## The task
I need all of the entries printed exactly.

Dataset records

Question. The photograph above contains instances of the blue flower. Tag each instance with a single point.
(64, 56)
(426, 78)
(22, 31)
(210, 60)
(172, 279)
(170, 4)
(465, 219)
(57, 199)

## Answer to this task
Question. The photograph above contains instances of the blue flower. Tag each instance with a single point.
(64, 56)
(426, 78)
(22, 31)
(210, 60)
(172, 279)
(170, 4)
(465, 219)
(57, 199)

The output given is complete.